= What to work on =
Please copy each line below that contains the word "chair".

= Records supplied =
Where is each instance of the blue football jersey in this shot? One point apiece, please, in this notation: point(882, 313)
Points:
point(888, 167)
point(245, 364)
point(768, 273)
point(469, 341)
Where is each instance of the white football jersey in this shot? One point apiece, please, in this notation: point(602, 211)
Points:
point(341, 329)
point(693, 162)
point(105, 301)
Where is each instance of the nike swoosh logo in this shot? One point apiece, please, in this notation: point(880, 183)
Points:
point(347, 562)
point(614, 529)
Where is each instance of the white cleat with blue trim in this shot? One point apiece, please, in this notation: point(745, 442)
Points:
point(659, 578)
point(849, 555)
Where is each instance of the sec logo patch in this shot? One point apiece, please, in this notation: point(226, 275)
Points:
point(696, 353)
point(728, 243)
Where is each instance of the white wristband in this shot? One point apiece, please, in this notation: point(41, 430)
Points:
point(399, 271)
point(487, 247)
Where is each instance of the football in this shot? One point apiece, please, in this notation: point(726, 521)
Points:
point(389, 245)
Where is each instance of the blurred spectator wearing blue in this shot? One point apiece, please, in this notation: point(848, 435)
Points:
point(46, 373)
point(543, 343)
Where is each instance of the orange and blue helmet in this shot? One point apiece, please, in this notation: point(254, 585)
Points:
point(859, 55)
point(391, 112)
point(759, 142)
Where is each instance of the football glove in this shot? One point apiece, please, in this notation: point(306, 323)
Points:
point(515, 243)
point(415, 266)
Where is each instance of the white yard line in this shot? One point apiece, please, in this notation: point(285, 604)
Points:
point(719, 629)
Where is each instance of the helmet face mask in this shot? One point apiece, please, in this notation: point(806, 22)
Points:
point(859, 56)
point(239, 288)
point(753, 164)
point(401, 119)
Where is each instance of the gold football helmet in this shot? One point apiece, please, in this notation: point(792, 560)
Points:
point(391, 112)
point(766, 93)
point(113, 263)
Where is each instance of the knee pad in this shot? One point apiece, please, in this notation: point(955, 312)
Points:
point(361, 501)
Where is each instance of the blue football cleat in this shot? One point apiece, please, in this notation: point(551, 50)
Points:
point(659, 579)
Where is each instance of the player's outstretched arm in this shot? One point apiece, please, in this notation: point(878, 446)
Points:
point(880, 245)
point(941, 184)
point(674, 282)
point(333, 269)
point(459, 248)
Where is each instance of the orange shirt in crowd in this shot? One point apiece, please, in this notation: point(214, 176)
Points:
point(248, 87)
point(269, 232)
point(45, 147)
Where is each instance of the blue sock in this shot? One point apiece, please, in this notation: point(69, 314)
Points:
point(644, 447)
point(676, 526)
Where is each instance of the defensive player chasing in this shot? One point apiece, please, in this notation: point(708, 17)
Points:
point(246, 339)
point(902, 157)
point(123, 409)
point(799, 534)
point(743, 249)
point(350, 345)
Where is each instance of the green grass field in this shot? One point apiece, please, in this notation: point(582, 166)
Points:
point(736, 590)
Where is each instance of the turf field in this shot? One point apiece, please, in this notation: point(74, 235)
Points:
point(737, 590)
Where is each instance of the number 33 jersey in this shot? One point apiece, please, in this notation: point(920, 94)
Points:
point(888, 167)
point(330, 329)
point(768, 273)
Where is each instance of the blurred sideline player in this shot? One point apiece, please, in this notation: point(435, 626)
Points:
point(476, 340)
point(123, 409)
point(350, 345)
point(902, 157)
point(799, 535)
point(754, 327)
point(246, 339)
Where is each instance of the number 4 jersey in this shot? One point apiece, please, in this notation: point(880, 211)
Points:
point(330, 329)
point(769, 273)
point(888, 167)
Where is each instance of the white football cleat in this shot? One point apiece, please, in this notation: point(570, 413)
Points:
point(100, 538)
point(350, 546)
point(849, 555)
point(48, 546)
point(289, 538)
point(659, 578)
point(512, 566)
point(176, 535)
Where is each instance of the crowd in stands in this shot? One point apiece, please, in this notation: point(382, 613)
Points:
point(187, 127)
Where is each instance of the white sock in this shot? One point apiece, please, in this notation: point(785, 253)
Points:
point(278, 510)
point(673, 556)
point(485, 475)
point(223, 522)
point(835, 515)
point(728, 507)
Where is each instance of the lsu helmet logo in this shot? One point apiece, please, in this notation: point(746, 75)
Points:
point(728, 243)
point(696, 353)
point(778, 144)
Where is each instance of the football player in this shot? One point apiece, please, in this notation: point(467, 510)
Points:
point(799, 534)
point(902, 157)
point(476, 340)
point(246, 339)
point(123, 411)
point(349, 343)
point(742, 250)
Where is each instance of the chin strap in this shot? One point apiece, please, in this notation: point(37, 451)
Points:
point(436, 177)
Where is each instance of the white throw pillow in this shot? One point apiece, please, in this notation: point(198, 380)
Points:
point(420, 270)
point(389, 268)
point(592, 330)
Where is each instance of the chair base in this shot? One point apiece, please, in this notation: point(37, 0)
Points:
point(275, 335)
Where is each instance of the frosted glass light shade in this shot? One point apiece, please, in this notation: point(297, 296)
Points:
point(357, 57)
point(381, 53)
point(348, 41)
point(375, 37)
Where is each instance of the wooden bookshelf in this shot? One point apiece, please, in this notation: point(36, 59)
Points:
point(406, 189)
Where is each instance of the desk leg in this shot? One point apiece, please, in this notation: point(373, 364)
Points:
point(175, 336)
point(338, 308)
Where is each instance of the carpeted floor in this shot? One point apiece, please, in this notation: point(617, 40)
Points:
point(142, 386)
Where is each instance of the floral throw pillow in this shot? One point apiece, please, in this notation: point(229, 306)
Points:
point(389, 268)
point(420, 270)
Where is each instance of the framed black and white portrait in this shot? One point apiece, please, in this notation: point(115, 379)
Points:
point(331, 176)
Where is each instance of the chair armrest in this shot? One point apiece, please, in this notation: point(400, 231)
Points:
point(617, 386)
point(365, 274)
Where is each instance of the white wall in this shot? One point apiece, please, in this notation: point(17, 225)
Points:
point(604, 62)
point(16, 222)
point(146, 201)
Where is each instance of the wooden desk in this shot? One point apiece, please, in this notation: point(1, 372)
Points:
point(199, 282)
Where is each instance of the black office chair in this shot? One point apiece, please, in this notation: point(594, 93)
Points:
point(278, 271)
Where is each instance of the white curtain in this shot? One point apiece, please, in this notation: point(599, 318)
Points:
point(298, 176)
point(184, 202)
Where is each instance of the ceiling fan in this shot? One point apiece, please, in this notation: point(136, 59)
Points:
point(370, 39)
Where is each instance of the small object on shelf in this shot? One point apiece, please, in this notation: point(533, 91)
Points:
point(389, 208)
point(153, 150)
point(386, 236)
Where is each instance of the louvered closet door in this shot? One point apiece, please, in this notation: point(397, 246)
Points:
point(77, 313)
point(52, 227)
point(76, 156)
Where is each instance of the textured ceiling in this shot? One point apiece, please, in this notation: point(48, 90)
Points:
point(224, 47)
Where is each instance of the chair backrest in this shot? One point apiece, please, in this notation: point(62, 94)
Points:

= Written solution =
Where is each instance of the chair base in this shot? One point apiece, please, in this notation: point(37, 0)
Where is each instance of the chair armrest in this shot? One point apiece, please, in this notation: point(400, 231)
Where is each instance of the black office chair in this shot? One point apiece, please, in this notation: point(594, 93)
Where is each instance of the chair backrest in this shot? One point apiece, please, in this notation: point(62, 94)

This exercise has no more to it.